** START Provided entries **

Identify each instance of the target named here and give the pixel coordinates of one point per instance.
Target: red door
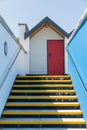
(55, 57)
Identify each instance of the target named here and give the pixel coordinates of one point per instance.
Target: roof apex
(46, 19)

** END Provided entries **

### [What needs to be done]
Rewrite the rows above, replacing "pixel coordinates" with "image coordinates" and changing nothing else. Omit the pictures from your answer.

### [Solution to this task]
Identify each instance of the target named here and give the image coordinates of one point per instance.
Target: red door
(55, 57)
Identify each instance of the target named here and give the image coordinates of one point per instance.
Target: roof apex
(46, 19)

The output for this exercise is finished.